• EXERCISE GOAL
Copy out all of the lines below word for word, leaving out the pictures.

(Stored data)
>>>

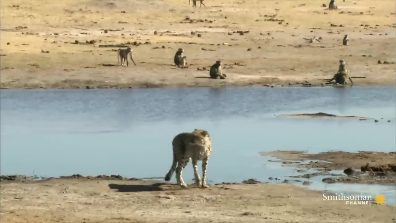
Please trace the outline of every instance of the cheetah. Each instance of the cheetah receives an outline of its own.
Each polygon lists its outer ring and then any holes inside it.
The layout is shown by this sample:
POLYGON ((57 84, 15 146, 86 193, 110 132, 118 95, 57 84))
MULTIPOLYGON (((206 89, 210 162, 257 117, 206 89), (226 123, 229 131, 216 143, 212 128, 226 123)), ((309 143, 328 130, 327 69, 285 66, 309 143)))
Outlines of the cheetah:
POLYGON ((197 164, 202 160, 202 187, 208 188, 206 185, 206 169, 209 156, 212 152, 212 140, 208 131, 195 129, 192 133, 182 133, 176 135, 172 141, 173 161, 169 171, 165 177, 165 181, 170 180, 176 170, 177 185, 187 188, 182 176, 182 171, 191 158, 194 170, 195 184, 200 186, 199 175, 197 164), (176 164, 177 165, 177 167, 176 164))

<<<

• OUTPUT
Please trace the outline of every instance of the cheetah. Each instance of the cheetah receives an outline of its own.
Each polygon lists its outer ring and then any holes inside it.
The layout is shown by this sample:
POLYGON ((57 84, 15 146, 86 193, 110 132, 118 95, 57 84))
MULTIPOLYGON (((206 89, 210 162, 257 117, 206 89), (226 123, 229 131, 216 143, 212 128, 226 123)), ((309 143, 328 130, 327 69, 285 66, 309 143)))
Outlines of the cheetah:
POLYGON ((197 164, 202 160, 202 187, 208 188, 206 185, 206 169, 209 156, 212 152, 212 140, 208 131, 195 129, 192 133, 182 133, 176 135, 172 141, 173 161, 169 171, 165 177, 165 181, 170 180, 176 170, 177 185, 187 188, 182 176, 182 171, 191 158, 194 170, 195 184, 200 186, 199 175, 197 164), (176 164, 177 165, 177 167, 176 164))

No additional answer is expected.